BEGIN Data excerpts

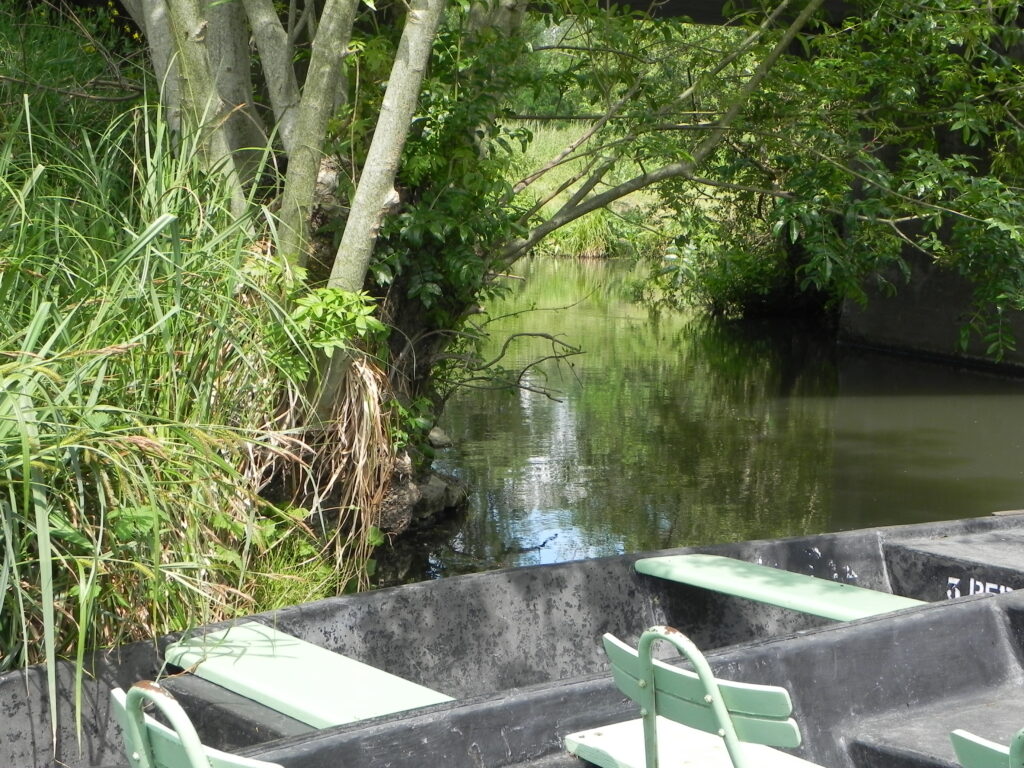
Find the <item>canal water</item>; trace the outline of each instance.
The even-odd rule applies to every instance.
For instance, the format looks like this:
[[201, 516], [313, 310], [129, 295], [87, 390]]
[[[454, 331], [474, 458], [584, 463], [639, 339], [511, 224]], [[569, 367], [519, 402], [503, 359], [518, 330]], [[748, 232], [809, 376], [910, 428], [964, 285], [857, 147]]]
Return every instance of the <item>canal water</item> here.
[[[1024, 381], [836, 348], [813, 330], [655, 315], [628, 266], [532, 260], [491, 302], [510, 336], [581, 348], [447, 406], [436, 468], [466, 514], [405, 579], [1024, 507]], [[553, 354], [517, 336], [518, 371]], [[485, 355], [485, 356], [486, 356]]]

END Data excerpts
BEGIN Data excerpts

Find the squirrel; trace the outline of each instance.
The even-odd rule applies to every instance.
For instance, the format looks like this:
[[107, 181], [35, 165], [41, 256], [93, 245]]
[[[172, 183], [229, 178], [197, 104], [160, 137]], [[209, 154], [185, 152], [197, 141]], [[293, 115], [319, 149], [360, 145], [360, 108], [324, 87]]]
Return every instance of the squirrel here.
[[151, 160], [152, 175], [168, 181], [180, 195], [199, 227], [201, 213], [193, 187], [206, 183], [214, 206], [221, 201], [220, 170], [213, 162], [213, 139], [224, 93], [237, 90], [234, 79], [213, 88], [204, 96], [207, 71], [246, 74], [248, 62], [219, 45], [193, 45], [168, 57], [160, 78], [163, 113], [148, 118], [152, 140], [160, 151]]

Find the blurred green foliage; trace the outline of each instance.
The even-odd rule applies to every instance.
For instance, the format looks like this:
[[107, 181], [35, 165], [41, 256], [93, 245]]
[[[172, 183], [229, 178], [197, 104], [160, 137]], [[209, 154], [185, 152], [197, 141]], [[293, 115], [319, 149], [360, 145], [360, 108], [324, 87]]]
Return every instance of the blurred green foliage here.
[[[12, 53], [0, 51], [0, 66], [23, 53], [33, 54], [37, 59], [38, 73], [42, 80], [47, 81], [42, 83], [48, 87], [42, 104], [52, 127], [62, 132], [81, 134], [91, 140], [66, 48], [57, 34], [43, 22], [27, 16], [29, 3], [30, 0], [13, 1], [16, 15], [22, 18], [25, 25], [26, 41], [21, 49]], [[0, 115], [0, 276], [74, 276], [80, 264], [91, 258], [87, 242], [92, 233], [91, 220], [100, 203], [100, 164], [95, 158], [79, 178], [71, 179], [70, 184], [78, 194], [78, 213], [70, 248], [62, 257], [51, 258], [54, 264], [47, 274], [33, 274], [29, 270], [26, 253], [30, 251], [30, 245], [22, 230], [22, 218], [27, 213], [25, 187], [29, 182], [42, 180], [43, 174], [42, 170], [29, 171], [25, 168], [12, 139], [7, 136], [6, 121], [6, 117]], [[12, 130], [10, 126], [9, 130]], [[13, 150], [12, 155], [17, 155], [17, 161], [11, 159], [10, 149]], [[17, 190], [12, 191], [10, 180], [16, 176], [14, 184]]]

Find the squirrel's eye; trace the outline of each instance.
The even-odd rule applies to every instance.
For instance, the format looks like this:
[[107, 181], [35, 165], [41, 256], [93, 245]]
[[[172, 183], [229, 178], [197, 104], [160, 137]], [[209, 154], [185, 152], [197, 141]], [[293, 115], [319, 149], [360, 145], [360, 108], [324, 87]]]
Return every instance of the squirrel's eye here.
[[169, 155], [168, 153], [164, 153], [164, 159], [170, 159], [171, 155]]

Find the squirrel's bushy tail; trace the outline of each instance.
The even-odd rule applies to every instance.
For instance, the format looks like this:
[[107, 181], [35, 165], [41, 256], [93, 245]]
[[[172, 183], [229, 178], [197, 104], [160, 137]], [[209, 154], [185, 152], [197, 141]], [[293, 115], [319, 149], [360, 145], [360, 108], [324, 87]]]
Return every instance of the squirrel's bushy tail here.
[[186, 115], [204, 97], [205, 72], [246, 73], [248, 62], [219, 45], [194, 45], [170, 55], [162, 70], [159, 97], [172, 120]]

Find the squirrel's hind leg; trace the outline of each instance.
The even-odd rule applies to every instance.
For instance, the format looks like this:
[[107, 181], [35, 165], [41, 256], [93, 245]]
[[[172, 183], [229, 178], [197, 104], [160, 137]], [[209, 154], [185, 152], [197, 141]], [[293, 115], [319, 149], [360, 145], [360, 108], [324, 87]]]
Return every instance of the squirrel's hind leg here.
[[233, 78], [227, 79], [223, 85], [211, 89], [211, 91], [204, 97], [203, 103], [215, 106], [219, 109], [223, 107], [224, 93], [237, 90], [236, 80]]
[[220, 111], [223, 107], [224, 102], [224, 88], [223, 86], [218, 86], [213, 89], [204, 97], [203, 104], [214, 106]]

END Data excerpts

▸ Work task
Where a line of the records holds the word "trace", copy that line.

▸ Reply
Find the <item>canal water</item>; trace the outline of each instance.
Find the squirrel; trace the outline of each instance.
Find the blurred green foliage; trace the outline of each instance.
Find the squirrel's eye; trace the outline of each instance.
Find the squirrel's bushy tail; trace the outline of each instance.
Find the squirrel's hind leg; trace the outline of each instance.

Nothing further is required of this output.